■ 해야 할 일: 아래 목록에서 "chimney"라는 단어가 들어 있는 줄을 모두 뽑아 주세요.

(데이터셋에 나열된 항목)
━━━━━━━━━━

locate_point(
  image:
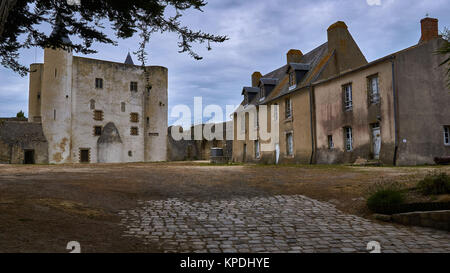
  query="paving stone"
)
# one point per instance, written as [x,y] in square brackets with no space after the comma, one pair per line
[295,224]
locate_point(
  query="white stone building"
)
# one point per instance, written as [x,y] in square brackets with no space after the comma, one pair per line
[96,111]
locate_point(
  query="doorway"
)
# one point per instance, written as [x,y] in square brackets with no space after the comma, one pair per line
[28,157]
[376,140]
[84,156]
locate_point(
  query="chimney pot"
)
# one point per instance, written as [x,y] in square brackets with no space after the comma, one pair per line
[430,29]
[294,56]
[256,77]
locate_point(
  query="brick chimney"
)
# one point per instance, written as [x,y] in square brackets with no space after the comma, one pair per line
[337,36]
[430,29]
[294,56]
[256,77]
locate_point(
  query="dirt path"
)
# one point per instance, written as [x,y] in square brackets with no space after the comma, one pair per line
[43,207]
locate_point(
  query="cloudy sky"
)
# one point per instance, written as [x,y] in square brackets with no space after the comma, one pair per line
[260,32]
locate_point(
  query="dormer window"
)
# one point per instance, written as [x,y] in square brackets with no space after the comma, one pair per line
[262,93]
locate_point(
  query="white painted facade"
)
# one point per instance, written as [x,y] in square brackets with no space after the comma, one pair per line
[62,91]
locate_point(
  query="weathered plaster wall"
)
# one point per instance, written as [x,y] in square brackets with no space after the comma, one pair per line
[67,90]
[34,96]
[56,105]
[17,137]
[423,104]
[331,117]
[116,89]
[156,110]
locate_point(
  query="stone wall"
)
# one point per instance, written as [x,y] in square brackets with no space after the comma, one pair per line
[434,219]
[196,149]
[16,137]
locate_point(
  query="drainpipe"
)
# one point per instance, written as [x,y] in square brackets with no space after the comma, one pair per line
[394,95]
[311,120]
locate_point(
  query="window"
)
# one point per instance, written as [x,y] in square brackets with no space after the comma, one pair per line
[275,111]
[257,151]
[134,117]
[92,104]
[85,156]
[330,142]
[289,144]
[373,89]
[134,131]
[447,135]
[256,120]
[97,130]
[262,93]
[348,103]
[241,117]
[348,139]
[288,104]
[98,115]
[98,83]
[292,79]
[133,86]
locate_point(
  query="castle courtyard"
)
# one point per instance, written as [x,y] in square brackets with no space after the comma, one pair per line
[195,206]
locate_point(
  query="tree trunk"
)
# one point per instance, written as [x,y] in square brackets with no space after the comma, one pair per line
[5,7]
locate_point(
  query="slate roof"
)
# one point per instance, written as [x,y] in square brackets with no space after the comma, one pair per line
[269,81]
[300,66]
[250,90]
[314,61]
[15,132]
[129,60]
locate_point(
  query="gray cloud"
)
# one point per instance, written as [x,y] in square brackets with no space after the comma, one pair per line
[260,32]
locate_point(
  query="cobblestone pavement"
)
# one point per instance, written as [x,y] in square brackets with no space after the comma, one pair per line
[269,224]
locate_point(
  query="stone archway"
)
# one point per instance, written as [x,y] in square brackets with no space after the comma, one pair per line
[109,145]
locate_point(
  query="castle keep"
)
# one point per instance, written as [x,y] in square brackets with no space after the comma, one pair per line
[99,111]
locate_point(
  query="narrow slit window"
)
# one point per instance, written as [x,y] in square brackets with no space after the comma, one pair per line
[348,136]
[374,93]
[288,104]
[99,83]
[133,86]
[134,131]
[98,115]
[134,117]
[348,100]
[289,144]
[330,142]
[257,149]
[97,130]
[447,135]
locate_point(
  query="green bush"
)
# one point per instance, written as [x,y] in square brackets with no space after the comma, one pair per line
[385,198]
[435,183]
[384,195]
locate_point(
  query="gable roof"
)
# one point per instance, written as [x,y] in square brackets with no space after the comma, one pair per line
[300,66]
[269,81]
[129,60]
[313,62]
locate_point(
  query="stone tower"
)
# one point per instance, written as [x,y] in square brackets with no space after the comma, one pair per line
[56,97]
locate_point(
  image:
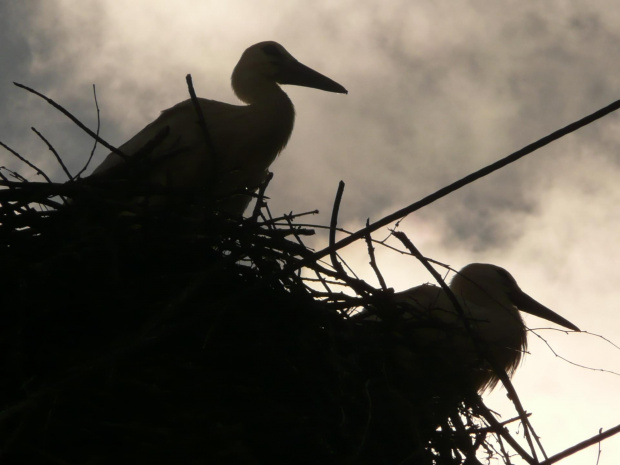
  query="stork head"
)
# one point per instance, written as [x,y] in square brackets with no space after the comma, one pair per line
[482,283]
[265,65]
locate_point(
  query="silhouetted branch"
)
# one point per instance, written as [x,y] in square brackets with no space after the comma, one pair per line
[464,181]
[92,152]
[74,119]
[31,165]
[53,150]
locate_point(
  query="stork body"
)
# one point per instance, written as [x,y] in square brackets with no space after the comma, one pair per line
[245,139]
[491,300]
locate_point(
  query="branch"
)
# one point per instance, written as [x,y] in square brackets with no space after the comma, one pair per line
[53,150]
[582,445]
[75,120]
[463,182]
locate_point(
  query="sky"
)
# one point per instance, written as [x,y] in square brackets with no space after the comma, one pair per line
[437,89]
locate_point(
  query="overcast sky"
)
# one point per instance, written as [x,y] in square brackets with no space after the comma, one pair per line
[436,91]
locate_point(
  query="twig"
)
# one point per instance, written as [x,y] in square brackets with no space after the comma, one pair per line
[332,229]
[53,150]
[373,261]
[463,182]
[31,165]
[211,153]
[92,152]
[74,119]
[261,196]
[501,431]
[570,362]
[582,445]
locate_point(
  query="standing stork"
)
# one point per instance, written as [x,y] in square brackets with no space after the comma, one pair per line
[244,139]
[490,300]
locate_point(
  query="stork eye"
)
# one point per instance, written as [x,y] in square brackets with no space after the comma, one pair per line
[507,276]
[272,50]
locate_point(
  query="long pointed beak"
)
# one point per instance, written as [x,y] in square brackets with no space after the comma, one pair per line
[298,74]
[526,304]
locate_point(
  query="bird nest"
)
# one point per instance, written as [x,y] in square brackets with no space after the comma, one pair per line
[180,335]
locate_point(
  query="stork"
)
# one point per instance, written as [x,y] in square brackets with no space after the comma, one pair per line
[244,139]
[490,300]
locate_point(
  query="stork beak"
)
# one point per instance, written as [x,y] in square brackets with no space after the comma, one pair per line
[298,74]
[526,304]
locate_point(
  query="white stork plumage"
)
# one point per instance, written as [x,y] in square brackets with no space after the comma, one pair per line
[491,300]
[246,138]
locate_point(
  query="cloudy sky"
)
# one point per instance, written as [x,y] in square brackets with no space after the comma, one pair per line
[436,91]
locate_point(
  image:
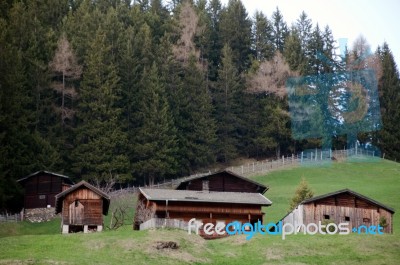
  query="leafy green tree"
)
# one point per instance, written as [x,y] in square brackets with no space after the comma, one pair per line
[100,147]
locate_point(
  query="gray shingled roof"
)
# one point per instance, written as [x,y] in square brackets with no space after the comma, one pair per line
[264,188]
[60,197]
[67,179]
[316,198]
[205,196]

━━━━━━━━━━

■ 이 문제의 답:
  query="chimney pot"
  query="brick chimney"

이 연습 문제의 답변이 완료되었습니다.